Page excerpt:
As a goal objective : What must be done to reduce the mechanical enclosure development to 12 weeks.
4.2 Analyse the Problem
This problem has existed approximately 5 years, since the customer was allowed to decide on the aesthetic look of the set-to-box. This is a critical issue to the delivery cycle of product to the customer. The average delivery cycle of a complete unit in production and to the customer should be 6 months. Causes of the problem maybe Unknown technologies being used, Concept rendered drawings rather than mechanical design models, and Customer requiring changes after design was approved. The effect is that there is longer design cycles and longer to market delivery cycles. The mechanical team have tried to model various options but due to unknown electronic affects such as thermal testing and electrical grounding may affect the design.
4.3 Generate Possible Solutions
Brainstorming was used to work out possible solutions. Ideas generated were as follows:
1) Altech UEC generates a set number of enclosures to match the various offerings available. The only change will be on the fascia view of the product.
2) The mechanical engineering team designs the model and develops the mechanical model before the product is released to the customer for approval. No acceptance to be done or released to customer on unrealised designs.
3) Tooling manufacturers external to UEC are contracted to be involved in the modelling stages to reduce occurrences of designs that will not work
4) Review existing procedures and signoff against international standards and make necessary changes where applicable
5) Outsource the mechanical design to a 3rd party and performs this as its core business
4.4 Analyse the Solutions
The solution were rated against practicality and cost. The highest rated idea was (1), (5), (2), (4) and (3). It was also thought that a combination of (2), (3) and (4) could be considered as a combination idea.

What you have to do: Print the passage from the enclosure-design excerpt between "4.3 Generate Possible" and "of the product.", inclusive. You can ignore the lines; they play no part here.

Given records:
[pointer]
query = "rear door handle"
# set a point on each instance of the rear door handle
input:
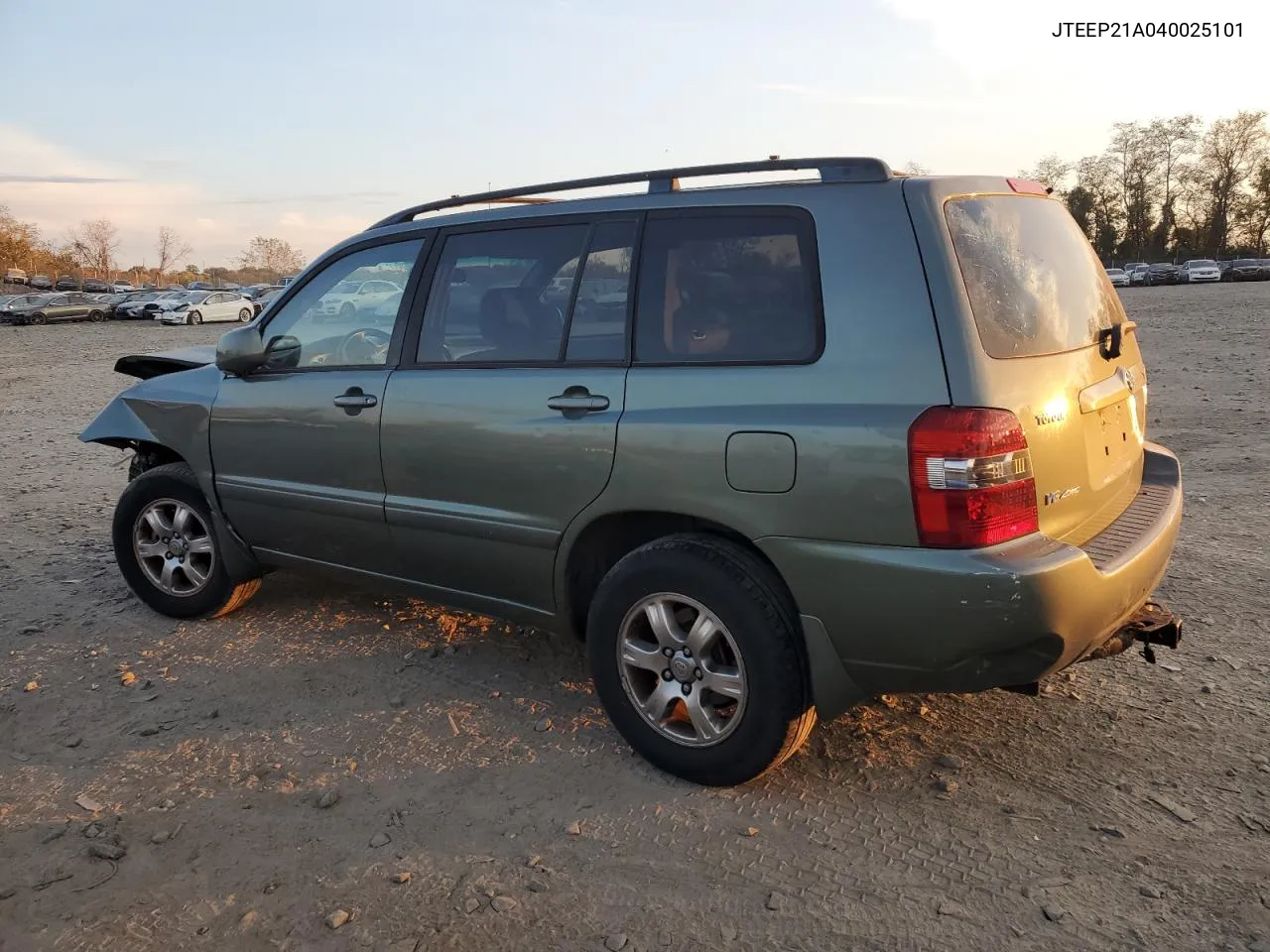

---

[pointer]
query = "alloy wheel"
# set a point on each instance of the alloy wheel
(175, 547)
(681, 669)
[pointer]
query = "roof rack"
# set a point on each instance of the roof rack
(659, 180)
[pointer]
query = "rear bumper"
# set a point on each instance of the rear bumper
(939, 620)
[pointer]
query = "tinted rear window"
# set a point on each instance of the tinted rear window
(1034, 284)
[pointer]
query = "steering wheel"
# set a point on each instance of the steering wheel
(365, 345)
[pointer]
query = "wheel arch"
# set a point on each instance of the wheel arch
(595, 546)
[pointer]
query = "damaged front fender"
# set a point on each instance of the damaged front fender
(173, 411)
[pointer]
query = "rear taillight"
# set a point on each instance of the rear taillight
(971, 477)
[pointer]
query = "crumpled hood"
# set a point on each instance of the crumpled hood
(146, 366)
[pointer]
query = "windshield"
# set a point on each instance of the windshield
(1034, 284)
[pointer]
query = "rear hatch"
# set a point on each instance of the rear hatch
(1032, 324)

---

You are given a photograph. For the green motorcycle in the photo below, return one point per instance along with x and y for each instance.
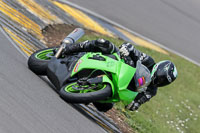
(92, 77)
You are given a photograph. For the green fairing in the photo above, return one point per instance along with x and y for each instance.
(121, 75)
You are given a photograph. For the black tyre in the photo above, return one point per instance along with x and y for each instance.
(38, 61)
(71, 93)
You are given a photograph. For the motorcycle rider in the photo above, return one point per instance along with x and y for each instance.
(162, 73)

Solution:
4.3 Generate Possible Solutions
Brainstorming was used to work out possible solutions. Ideas generated were as follows:
1) Altech UEC generates a set number of enclosures to match the various offerings available. The only change will be on the fascia view of the product.